## Written exercise
Please turn the part of the items that opens with the line containing "Could you give the outline of every instance of the trimmed" and closes with the final line of the items into a Markdown table with the columns Row and Line. Number each line in Row, put its text in Line, and leave out blank lines.

## Records for the exercise

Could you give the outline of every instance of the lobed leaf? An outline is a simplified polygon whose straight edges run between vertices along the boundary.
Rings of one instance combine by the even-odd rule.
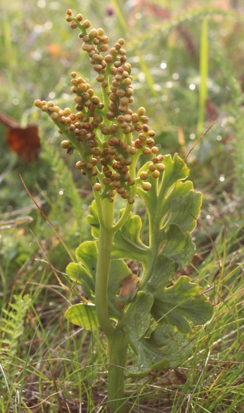
[[[194,345],[194,342],[188,341],[182,344],[183,335],[168,325],[156,328],[149,338],[144,338],[150,329],[153,303],[151,294],[139,291],[126,312],[124,329],[128,341],[138,356],[136,364],[125,371],[127,377],[143,377],[152,369],[175,368],[187,358]]]
[[[121,216],[124,210],[120,211]],[[141,242],[140,233],[142,224],[138,215],[131,212],[122,228],[115,235],[112,253],[112,259],[137,260],[146,266],[150,260],[148,248]]]
[[[185,334],[191,330],[187,319],[194,325],[203,324],[212,316],[213,307],[201,294],[201,287],[191,282],[188,277],[182,276],[167,287],[174,277],[174,262],[171,258],[160,254],[146,289],[154,297],[151,313],[155,320],[175,326]]]
[[[176,270],[181,270],[191,262],[196,247],[189,232],[183,233],[176,224],[166,228],[166,240],[162,253],[174,260]]]

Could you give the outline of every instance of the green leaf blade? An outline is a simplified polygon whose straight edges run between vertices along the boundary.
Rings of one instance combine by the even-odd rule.
[[[94,304],[76,304],[68,309],[65,316],[73,324],[86,330],[96,330],[99,325]]]

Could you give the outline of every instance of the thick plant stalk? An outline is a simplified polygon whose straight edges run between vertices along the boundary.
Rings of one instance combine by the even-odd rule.
[[[103,224],[99,234],[95,287],[95,305],[100,328],[107,336],[113,335],[113,327],[108,313],[108,283],[112,246],[114,232],[113,203],[107,199],[103,201]]]
[[[109,317],[108,283],[114,230],[113,203],[103,202],[103,225],[100,227],[96,273],[95,304],[100,327],[108,340],[108,401],[112,412],[124,413],[124,386],[127,344],[123,332],[114,328]]]
[[[81,31],[82,48],[98,74],[103,101],[85,79],[72,72],[75,113],[51,101],[34,102],[65,138],[61,147],[80,155],[75,166],[87,176],[94,195],[88,220],[95,240],[81,243],[76,250],[77,262],[66,268],[89,301],[71,306],[65,316],[88,330],[99,326],[106,336],[108,401],[112,413],[125,413],[124,376],[138,378],[152,370],[179,367],[195,342],[184,340],[191,330],[187,319],[202,324],[212,316],[212,306],[197,285],[186,276],[174,279],[195,253],[190,233],[201,197],[190,181],[182,182],[189,173],[183,160],[177,154],[172,159],[158,153],[145,108],[133,113],[129,107],[134,92],[124,40],[119,39],[104,56],[109,39],[103,30],[90,30],[91,22],[81,23],[81,14],[74,17],[69,9],[66,12],[71,28]],[[137,171],[141,155],[148,160]],[[136,195],[146,208],[149,245],[141,239],[140,216],[131,212]],[[118,197],[124,204],[115,223]],[[133,273],[127,260],[141,264],[141,276]],[[125,369],[129,344],[137,360]]]
[[[124,368],[128,347],[123,332],[116,329],[108,337],[108,399],[112,411],[125,413]]]

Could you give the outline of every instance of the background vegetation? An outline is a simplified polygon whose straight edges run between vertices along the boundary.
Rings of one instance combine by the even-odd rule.
[[[38,126],[41,149],[36,161],[26,163],[9,150],[6,127],[0,124],[0,411],[36,406],[31,411],[38,413],[107,411],[103,335],[91,336],[64,318],[73,298],[58,285],[30,230],[69,286],[65,271],[70,258],[19,176],[73,254],[90,238],[86,216],[92,194],[74,167],[75,156],[61,150],[59,134],[33,104],[50,99],[69,106],[73,70],[93,84],[78,32],[65,20],[68,7],[93,27],[103,27],[112,42],[125,39],[135,107],[146,108],[162,153],[184,158],[216,121],[187,160],[190,178],[203,193],[200,221],[209,233],[198,225],[198,254],[184,270],[207,292],[214,316],[196,328],[196,345],[182,367],[128,381],[129,411],[242,411],[241,0],[12,0],[2,5],[0,110],[22,127]],[[144,216],[139,200],[136,210]],[[143,231],[146,238],[146,219]]]

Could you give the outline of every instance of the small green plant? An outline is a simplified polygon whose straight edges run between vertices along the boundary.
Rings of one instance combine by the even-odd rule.
[[[62,147],[79,154],[76,168],[86,175],[93,192],[88,221],[94,240],[82,242],[76,251],[77,262],[67,268],[87,299],[81,297],[82,302],[65,315],[86,329],[100,326],[107,336],[108,400],[112,412],[123,413],[125,375],[143,377],[152,370],[180,366],[195,344],[184,340],[191,329],[189,321],[203,324],[212,316],[213,306],[201,288],[188,277],[177,276],[195,253],[190,233],[200,211],[201,194],[191,181],[182,182],[189,169],[177,154],[173,159],[158,154],[144,108],[136,113],[129,108],[132,77],[124,39],[104,57],[109,39],[103,29],[90,30],[91,22],[81,23],[81,14],[74,17],[70,9],[67,13],[70,27],[80,30],[79,37],[97,73],[102,102],[73,72],[74,113],[52,102],[37,100],[35,104],[65,137]],[[137,170],[141,156],[149,160]],[[146,208],[148,244],[140,237],[141,218],[131,212],[136,195]],[[119,197],[124,208],[116,219],[115,201]],[[141,274],[133,273],[127,260],[139,262]],[[125,368],[128,347],[136,361]]]

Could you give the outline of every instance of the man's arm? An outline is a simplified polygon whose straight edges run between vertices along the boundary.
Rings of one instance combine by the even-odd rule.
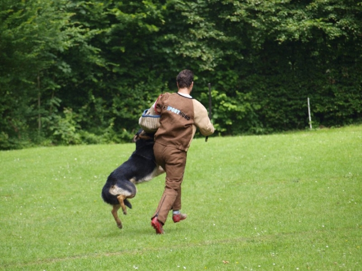
[[[195,125],[199,127],[203,136],[210,136],[214,133],[215,128],[209,118],[207,110],[198,100],[194,99],[193,101]]]

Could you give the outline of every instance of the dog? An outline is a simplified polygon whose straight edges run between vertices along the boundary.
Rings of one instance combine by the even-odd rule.
[[[136,195],[135,185],[150,181],[164,173],[156,164],[153,154],[154,136],[142,129],[137,132],[132,141],[136,143],[136,150],[127,161],[110,174],[102,189],[102,197],[105,202],[113,205],[111,212],[120,229],[122,228],[122,224],[118,217],[118,210],[122,207],[126,215],[126,206],[132,208],[128,199]]]

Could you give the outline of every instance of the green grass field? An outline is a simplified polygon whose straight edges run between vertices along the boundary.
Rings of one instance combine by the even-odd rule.
[[[122,229],[100,196],[134,148],[0,152],[0,270],[362,270],[362,126],[195,140],[162,235],[164,175]]]

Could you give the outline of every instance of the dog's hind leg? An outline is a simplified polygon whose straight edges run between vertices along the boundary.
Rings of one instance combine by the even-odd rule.
[[[126,198],[126,197],[123,196],[123,195],[120,195],[119,196],[117,196],[118,202],[120,203],[121,207],[122,208],[122,211],[123,211],[123,213],[124,214],[127,214],[127,209],[126,209],[126,205],[125,205],[124,201],[123,201],[123,200]]]
[[[118,217],[118,210],[119,210],[120,208],[121,208],[120,204],[113,205],[113,209],[112,209],[112,210],[111,212],[112,212],[112,214],[113,215],[113,217],[114,217],[115,220],[116,220],[116,223],[117,224],[117,226],[120,229],[122,229],[122,222],[121,222],[121,220],[119,219],[119,217]]]

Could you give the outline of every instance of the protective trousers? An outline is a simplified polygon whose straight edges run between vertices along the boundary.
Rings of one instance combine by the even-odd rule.
[[[170,210],[181,209],[181,184],[186,166],[187,153],[157,142],[153,146],[156,163],[166,172],[165,188],[152,218],[157,216],[164,224]]]

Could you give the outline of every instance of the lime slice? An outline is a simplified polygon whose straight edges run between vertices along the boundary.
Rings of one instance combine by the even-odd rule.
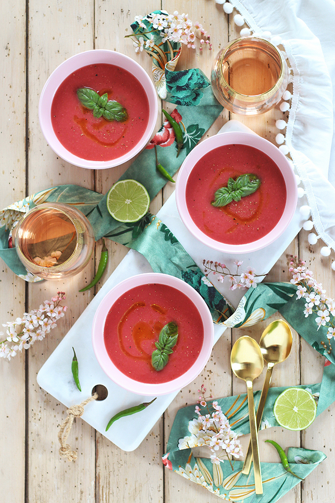
[[[148,211],[146,189],[136,180],[120,180],[107,194],[107,209],[119,222],[137,222]]]
[[[275,402],[273,413],[277,422],[287,430],[305,430],[315,418],[316,404],[303,388],[288,388]]]

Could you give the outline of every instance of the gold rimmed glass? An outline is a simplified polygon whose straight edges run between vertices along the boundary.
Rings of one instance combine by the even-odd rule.
[[[233,40],[220,51],[211,77],[214,95],[227,110],[258,115],[280,101],[288,83],[288,69],[276,46],[250,35]]]
[[[13,231],[13,246],[30,272],[43,279],[73,276],[87,265],[94,248],[94,233],[75,208],[44,203],[28,211]]]

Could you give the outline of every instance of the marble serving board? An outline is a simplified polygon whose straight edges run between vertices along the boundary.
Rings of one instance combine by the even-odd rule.
[[[220,132],[236,130],[251,132],[241,123],[230,121],[225,124]],[[278,239],[262,250],[238,256],[239,260],[243,261],[243,268],[253,267],[257,274],[262,274],[270,270],[301,228],[303,220],[299,211],[300,204],[298,200],[297,209],[289,226]],[[204,259],[224,262],[233,268],[233,261],[237,258],[236,256],[220,254],[208,248],[197,241],[188,231],[179,217],[174,193],[157,216],[168,226],[203,270]],[[105,386],[108,392],[107,398],[88,404],[81,417],[124,451],[133,451],[138,447],[178,392],[158,397],[152,405],[144,410],[135,415],[119,420],[106,432],[106,426],[114,414],[143,402],[150,401],[152,397],[127,391],[107,377],[98,364],[93,351],[91,341],[92,322],[100,302],[114,286],[126,278],[151,272],[152,270],[142,255],[130,250],[46,361],[37,375],[37,382],[41,387],[67,407],[80,403],[90,396],[93,388],[97,385]],[[213,281],[215,280],[214,277]],[[215,286],[234,306],[237,306],[243,294],[243,290],[230,290],[228,282],[222,284],[216,282]],[[214,342],[216,342],[225,328],[222,325],[214,325]],[[72,347],[80,362],[80,368],[85,369],[85,372],[82,371],[80,373],[81,392],[74,384],[71,372]]]

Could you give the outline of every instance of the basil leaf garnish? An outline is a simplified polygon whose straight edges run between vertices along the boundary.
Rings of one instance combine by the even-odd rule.
[[[155,343],[157,349],[151,355],[151,365],[155,370],[161,370],[165,367],[178,339],[178,327],[176,323],[170,321],[164,325],[159,332],[158,341]]]
[[[128,118],[127,110],[117,101],[108,100],[107,93],[100,96],[90,88],[77,89],[77,96],[83,107],[93,110],[95,117],[104,117],[108,121],[122,122]]]
[[[218,189],[214,194],[213,206],[225,206],[232,201],[240,201],[242,197],[255,192],[261,185],[261,180],[255,175],[241,175],[236,179],[229,178],[227,187]]]

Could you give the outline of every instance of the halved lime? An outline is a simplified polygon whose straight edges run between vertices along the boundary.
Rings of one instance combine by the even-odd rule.
[[[288,388],[275,402],[273,413],[277,422],[287,430],[305,430],[315,418],[316,404],[303,388]]]
[[[107,209],[119,222],[137,222],[148,211],[146,189],[136,180],[120,180],[107,194]]]

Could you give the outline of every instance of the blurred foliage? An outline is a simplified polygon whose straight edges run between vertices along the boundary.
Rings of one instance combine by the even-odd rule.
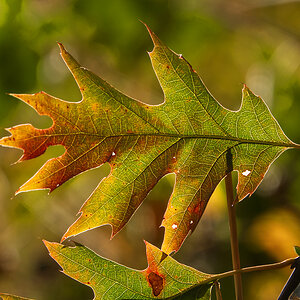
[[[56,42],[80,63],[121,91],[157,104],[163,94],[146,50],[151,41],[139,19],[175,52],[183,53],[224,106],[238,109],[242,83],[268,103],[286,134],[300,142],[300,3],[288,0],[0,0],[0,134],[4,127],[51,124],[6,93],[33,93],[80,100],[74,80],[59,57]],[[89,171],[46,192],[13,197],[33,170],[63,153],[9,166],[16,150],[0,149],[0,291],[39,299],[92,299],[92,291],[58,272],[41,239],[59,241],[83,201],[109,167]],[[261,187],[238,205],[243,266],[294,256],[300,244],[300,159],[284,153]],[[160,246],[158,229],[174,176],[161,180],[129,224],[113,240],[102,227],[75,240],[107,258],[146,267],[143,239]],[[175,258],[206,272],[231,269],[224,187],[211,199],[198,228]],[[278,296],[290,270],[243,276],[245,299]],[[222,282],[224,299],[233,281]]]

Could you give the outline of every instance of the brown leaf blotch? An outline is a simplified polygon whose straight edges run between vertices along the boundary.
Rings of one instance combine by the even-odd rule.
[[[164,287],[164,279],[154,272],[149,273],[147,279],[151,285],[153,295],[158,296]]]

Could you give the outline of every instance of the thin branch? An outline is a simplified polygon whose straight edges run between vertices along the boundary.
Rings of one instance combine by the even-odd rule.
[[[225,186],[226,186],[226,196],[227,196],[228,221],[229,221],[229,229],[230,229],[232,265],[233,265],[233,269],[237,271],[241,269],[241,263],[240,263],[239,244],[238,244],[238,237],[237,237],[235,206],[233,205],[234,196],[233,196],[231,172],[229,172],[225,177]],[[234,275],[234,288],[235,288],[236,300],[243,300],[243,286],[242,286],[241,273],[236,273]]]
[[[294,258],[288,258],[286,260],[283,260],[278,263],[273,263],[273,264],[267,264],[267,265],[260,265],[260,266],[253,266],[253,267],[246,267],[246,268],[241,268],[239,270],[233,270],[233,271],[228,271],[220,274],[213,275],[209,278],[207,278],[204,281],[201,281],[201,284],[209,283],[212,281],[216,281],[222,278],[226,278],[229,276],[234,276],[235,274],[242,274],[242,273],[250,273],[250,272],[257,272],[257,271],[269,271],[269,270],[275,270],[275,269],[280,269],[284,267],[288,267],[292,265],[297,257]]]

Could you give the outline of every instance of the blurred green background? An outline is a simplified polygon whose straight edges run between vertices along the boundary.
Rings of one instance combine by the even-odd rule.
[[[147,103],[163,93],[146,53],[152,43],[146,22],[175,52],[182,53],[224,106],[238,109],[242,83],[268,103],[285,133],[300,142],[300,3],[284,0],[0,0],[0,135],[4,128],[51,124],[47,117],[7,95],[44,90],[79,101],[77,86],[56,42],[119,90]],[[108,174],[86,172],[55,190],[14,192],[50,157],[14,164],[20,151],[0,148],[0,291],[36,299],[92,299],[89,287],[60,273],[42,239],[59,241],[84,200]],[[150,193],[128,225],[109,240],[110,227],[74,240],[132,268],[146,267],[143,239],[160,246],[159,229],[174,177]],[[271,166],[250,199],[237,207],[243,266],[295,256],[300,245],[300,153],[287,151]],[[231,256],[223,183],[196,231],[175,258],[205,272],[230,270]],[[243,276],[245,300],[275,299],[288,268]],[[224,299],[234,298],[232,278]]]

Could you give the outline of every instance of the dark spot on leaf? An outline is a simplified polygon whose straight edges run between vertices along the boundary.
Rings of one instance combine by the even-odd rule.
[[[148,282],[151,285],[153,295],[158,296],[163,289],[164,279],[158,274],[151,272],[148,275]]]

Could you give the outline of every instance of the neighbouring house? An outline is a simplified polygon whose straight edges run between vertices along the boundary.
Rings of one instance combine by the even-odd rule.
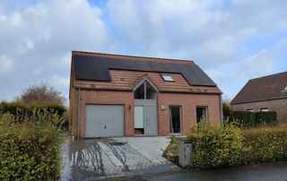
[[[230,102],[233,111],[275,111],[287,121],[287,72],[251,79]]]
[[[222,119],[222,91],[193,61],[72,52],[77,138],[185,134]]]

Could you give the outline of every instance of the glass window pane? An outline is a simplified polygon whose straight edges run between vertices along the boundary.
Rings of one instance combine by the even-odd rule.
[[[146,99],[156,99],[156,90],[146,82]]]
[[[171,75],[169,74],[161,74],[163,81],[165,82],[174,82]]]
[[[138,87],[135,91],[135,99],[144,99],[144,83]]]

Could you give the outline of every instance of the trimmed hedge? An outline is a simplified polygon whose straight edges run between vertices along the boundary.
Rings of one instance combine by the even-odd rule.
[[[254,127],[265,125],[270,125],[277,123],[277,115],[274,111],[232,111],[232,119],[230,119],[230,122],[236,123],[241,127]]]
[[[17,123],[0,114],[0,180],[59,180],[59,129],[51,123]]]
[[[240,130],[201,123],[188,134],[193,165],[209,168],[287,159],[287,125]]]
[[[24,105],[22,102],[1,102],[0,113],[9,113],[14,116],[16,122],[22,122],[25,119],[30,119],[34,112],[48,111],[50,113],[56,113],[59,116],[63,116],[65,111],[65,107],[55,104],[43,104],[43,105]]]
[[[243,135],[233,125],[223,128],[201,122],[192,128],[188,138],[193,143],[193,166],[207,168],[241,163]]]

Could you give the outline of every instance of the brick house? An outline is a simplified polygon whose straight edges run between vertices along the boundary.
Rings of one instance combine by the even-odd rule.
[[[193,61],[72,52],[70,127],[77,138],[185,134],[222,120],[222,91]]]
[[[287,72],[251,79],[230,102],[234,111],[275,111],[287,121]]]

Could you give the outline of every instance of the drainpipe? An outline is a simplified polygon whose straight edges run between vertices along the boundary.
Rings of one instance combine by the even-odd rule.
[[[81,89],[78,89],[78,104],[77,104],[77,108],[78,108],[78,117],[77,117],[77,141],[80,140],[80,123],[81,123]]]
[[[222,125],[222,127],[223,127],[224,123],[223,123],[223,110],[222,110],[222,94],[219,95],[219,108],[221,111],[221,125]]]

## Solution for this exercise
| Row | Line |
|---|---|
| 1 | Could you give the outline of every instance of the trimmed hedge? An outline is a simplified polygon whose straight edges run between vertices along the boundary. |
| 2 | Rings of one instance combine by the even-odd rule. |
| 3 | [[[254,127],[265,125],[270,125],[277,123],[277,115],[274,111],[232,111],[232,119],[230,119],[230,122],[236,123],[241,127]]] |
| 4 | [[[17,123],[0,114],[0,180],[59,180],[59,129],[51,123]]] |
| 5 | [[[240,130],[201,123],[188,134],[193,165],[209,168],[287,159],[287,125]]] |
| 6 | [[[24,105],[22,102],[1,102],[0,113],[9,113],[14,116],[16,122],[22,122],[25,119],[30,119],[34,112],[48,111],[50,113],[56,113],[59,116],[63,116],[65,111],[65,107],[55,104],[43,104],[43,105]]] |
| 7 | [[[243,135],[233,125],[223,128],[201,122],[192,128],[188,138],[193,143],[193,166],[207,168],[241,163]]] |
| 8 | Could you give the outline of every instance of the brick house? An outline is a simplified polygon whose straight edges run between vertices along the boundary. |
| 9 | Rings of one instance combine by the even-odd rule. |
| 10 | [[[193,61],[72,52],[70,127],[77,138],[185,134],[222,120],[222,91]]] |
| 11 | [[[287,72],[251,79],[230,102],[234,111],[275,111],[287,121]]] |
| 12 | Could you give the outline of every instance of the drainpipe? An outline is a simplified polygon whose straight edges run between vertices along the boundary. |
| 13 | Rings of one instance combine by the even-odd rule. |
| 14 | [[[81,89],[78,89],[78,104],[77,104],[77,108],[78,108],[78,117],[77,117],[77,141],[80,140],[80,123],[81,123]]] |
| 15 | [[[222,125],[222,127],[223,127],[224,123],[223,123],[223,110],[222,110],[222,94],[219,95],[219,108],[221,111],[221,125]]] |